EXERCISE PASSAGE:

_ _ _ _ _

Almost three years her
junior, Seth Bishop did not encounter quite the same difficulties with
socializing as his older sibling did, but, reportedly, he too was a “painfully
shy” child.
Nonetheless, the younger
Bishop seems to have enjoyed his early schooling for the most part, and to have
developed a few reasonably solid friendships there as well. This, in spite of
the rumored eccentric upbringing that might have designated him as an awkward
loner too. Just like the older sister he “never talked about” or publicly
acknowledged.
“It was as if he was a
complete stranger in her life,” the former classmate explained, describing the entire
Bishop unit as one very “dysfunctional family” which everyone more or less
“just accepted as being odd.”
As to the daily
machinations at the Bishops’ home and hearth, and what might qualify these as
so strange to an onlooker, the same commentator offered only this small insight,
immediately following the tragic events at the University of Alabama:
“That house was anything
but a home. It was just a really dreary, dark place where there wasn’t any
love.”
Dark, loveless, socially
inept, odd—no matter—the Bishop clan would one day show the world that even
they could stick together, if need be. Just as any other happy, average family might
do in a time of crisis.
At least three of the
Bishop family members, anyway.
Up until that challenging
moment that was fatefully destined to test their collective mettle, and well
past it, a determined Amy Bishop just kept focused on her studies and achieving
outstanding grades, priming herself for what she hoped would be a rewarding career
in academia. A career which, as might be expected, would begin first with her
undergraduate work at Northeastern University.
A no-nonsense child so
intensely devoted to bigger and better things is admirable, of course, and such
ambitious progeny must surely stir a sense of pride in even the coldest of parents,
as the Bishops were often alleged to be.
But it can’t be a
pleasant life for a youngster, not being well-liked by other young people. It
can’t be healthy for her to not have even a small circle of close colleagues to
relax and pal around with on the weekends. The experience of growing up can’t possibly
be fully realized as a positive, life-affirming one when you don’t have any friends
to grow with.
Getting married, raising
a family, holding down a job…traditionally these have been considered part and
parcel to becoming an adult. Of course, our flexible contemporary times allow
for many variations on these common themes now, so, for instance, it’s not considered
“odd” anymore that some people will never make a wedding vow or will marry more
than once, that some may never have or want to have children of their own, that
some will never work outside their homes or are distinctly self-employed. But,
regardless of these personal choices or of our economic and educational statuses,
making and maintaining friendships throughout life is still the unifying factor
for everyone, the most significant indicator of a person’s emotional and social
wellness. For all balanced human beings everywhere, being capable of selecting a
few individuals from the vast pool of strangers in the world as people we “really
like”, and developing meaningful and lasting bonds with them, is the norm.

_ _ _ _ _

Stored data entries
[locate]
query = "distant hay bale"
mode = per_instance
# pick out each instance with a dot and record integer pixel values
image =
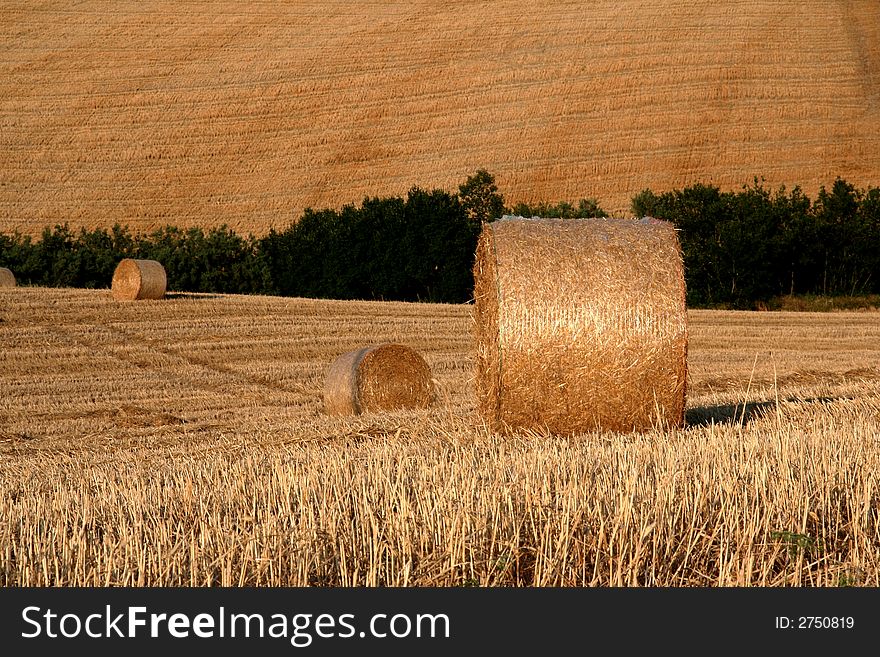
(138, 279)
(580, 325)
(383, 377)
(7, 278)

_ _ _ _ _

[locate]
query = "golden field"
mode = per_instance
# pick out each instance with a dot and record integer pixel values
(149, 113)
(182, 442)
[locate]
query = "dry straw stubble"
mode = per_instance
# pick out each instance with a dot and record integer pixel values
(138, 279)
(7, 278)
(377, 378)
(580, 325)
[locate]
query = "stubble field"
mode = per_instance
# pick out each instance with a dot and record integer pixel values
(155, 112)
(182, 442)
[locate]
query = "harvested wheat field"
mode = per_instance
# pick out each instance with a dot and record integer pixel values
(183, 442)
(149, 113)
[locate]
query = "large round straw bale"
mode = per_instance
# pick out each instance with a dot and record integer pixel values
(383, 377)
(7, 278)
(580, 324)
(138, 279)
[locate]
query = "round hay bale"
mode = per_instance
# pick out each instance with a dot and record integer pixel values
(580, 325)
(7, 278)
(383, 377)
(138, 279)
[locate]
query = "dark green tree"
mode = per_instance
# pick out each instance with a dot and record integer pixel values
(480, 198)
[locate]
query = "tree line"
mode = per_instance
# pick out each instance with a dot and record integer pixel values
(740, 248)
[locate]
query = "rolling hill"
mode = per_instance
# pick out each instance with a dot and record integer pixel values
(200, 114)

_ _ _ _ _

TASK TO COMPLETE:
Pick up the passage about Amy Bishop's upbringing where it stops and write the next part. This material was taken from a separate source.

RESPONSE TO THE EXERCISE:
In short, teaming up
with others is natural and beneficial and the very essence of being alive.
Invariably, by the time the
44-year-old learned but profoundly misanthropic Amy Bishop was loading a clip
of bullets into a 9-mm Ruger pistol and placing the weapon into her handbag so
she could clandestinely bring it to work with her and shoot up the biology
department, she did at last understand this one very tricky lesson: That an
academic life, as with ordinary day-to-day life itself, was a team sport.
By habit and design, Bishop
was no team player, that’s for certain, and she could see that she’d once again
dismally failed to fulfill the demands of being one. This deeply infuriated
her, so she decided that, if it was all just a banal game of this nature, if
even academia could be reduced to nothing more than a sport, of teams deciding who
we like and who we don’t, then she would up the stakes on those who had rejected
her, literally turn it into a blood sport.
For how could she not be
declared the winner then, if she was the only player left standing?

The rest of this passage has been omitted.